Short problem: Return every record exactly as written.
--- BEGIN ---
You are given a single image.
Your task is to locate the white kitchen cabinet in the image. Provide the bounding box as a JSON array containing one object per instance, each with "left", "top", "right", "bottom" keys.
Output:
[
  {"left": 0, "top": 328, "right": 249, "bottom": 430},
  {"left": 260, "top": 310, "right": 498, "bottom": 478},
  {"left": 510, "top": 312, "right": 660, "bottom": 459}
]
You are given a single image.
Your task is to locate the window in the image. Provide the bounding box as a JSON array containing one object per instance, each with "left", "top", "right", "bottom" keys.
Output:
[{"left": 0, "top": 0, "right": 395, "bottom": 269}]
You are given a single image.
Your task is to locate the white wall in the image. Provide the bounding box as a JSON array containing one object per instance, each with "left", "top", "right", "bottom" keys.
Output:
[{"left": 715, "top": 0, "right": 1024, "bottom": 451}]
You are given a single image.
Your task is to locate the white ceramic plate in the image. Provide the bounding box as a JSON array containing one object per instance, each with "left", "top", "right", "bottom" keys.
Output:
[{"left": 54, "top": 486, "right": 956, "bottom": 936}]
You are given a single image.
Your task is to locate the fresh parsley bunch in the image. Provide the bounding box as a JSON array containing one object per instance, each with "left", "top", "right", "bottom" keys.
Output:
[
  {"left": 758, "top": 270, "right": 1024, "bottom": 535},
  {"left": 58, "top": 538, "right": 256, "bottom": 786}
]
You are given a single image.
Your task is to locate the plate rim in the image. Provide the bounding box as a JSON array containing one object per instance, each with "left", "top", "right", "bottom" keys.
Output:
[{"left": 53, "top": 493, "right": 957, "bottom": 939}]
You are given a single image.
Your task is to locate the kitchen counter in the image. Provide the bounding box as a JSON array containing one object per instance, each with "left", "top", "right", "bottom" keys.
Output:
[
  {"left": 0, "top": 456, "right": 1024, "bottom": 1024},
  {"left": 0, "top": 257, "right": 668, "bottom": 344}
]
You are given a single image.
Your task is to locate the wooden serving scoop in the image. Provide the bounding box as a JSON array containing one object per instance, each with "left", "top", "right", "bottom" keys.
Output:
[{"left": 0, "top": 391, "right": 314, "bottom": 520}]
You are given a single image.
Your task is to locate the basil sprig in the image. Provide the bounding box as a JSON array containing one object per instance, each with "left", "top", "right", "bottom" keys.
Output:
--- END ---
Response to the task:
You are given a single image.
Your task is to locate the white kitchen cabinet in the image. Provide the bounding box as a JSON array containing one object per instance, each with "left", "top", "right", "bottom" keys.
Output:
[
  {"left": 0, "top": 328, "right": 249, "bottom": 430},
  {"left": 260, "top": 310, "right": 498, "bottom": 478},
  {"left": 510, "top": 312, "right": 660, "bottom": 459}
]
You are given a single image.
Your task is to locate the window in the image. Provide the bounding box as a JSON array containing one object per instance, each with "left", "top", "right", "bottom" keys.
Output:
[{"left": 0, "top": 0, "right": 395, "bottom": 269}]
You are given a single image.
Your task is to locate the white wall in the image. Provide the bounding box as a JSON array containing one object per instance, each with "left", "top", "right", "bottom" keys.
Output:
[{"left": 715, "top": 0, "right": 1024, "bottom": 451}]
You are given a single image.
Your task is to locate the white ceramic plate in the image. Provide the bounding box as a JSON array containing one object per instance, each with "left", "top", "right", "bottom" keys.
Output:
[{"left": 54, "top": 486, "right": 956, "bottom": 936}]
You are given a single image.
Your task is to locate the fresh parsley bunch in the image. Provide the bounding box as a JSON array containing one object per instance, each with "left", "top", "right", "bottom" keys.
Output:
[
  {"left": 758, "top": 270, "right": 1024, "bottom": 535},
  {"left": 58, "top": 538, "right": 256, "bottom": 786}
]
You are given a single image.
Your task is to locate the plate rim in the image. Provide the bounding box as a JSON array containing one object per instance, each with "left", "top", "right", "bottom" keys.
Output:
[{"left": 53, "top": 493, "right": 957, "bottom": 939}]
You are given a single image.
Your task is to locate the kitchen counter in the image. Provide the bounding box as a JSON array containing one object per instance, each with "left", "top", "right", "bottom" keys.
Output:
[
  {"left": 0, "top": 456, "right": 1024, "bottom": 1024},
  {"left": 0, "top": 257, "right": 668, "bottom": 344}
]
You are given a single image.
Your task is to locate the wooden serving scoop in the image. Provide the bounding box as a JSON array containing one object per instance, each with "left", "top", "right", "bottom" keys.
Output:
[{"left": 0, "top": 391, "right": 314, "bottom": 520}]
You are given a single image.
Your task is to locate the basil sprig in the image. Provide the bounding box as a JSON array containing one object per instance, each with "left", "top", "right", "bottom" keys.
Output:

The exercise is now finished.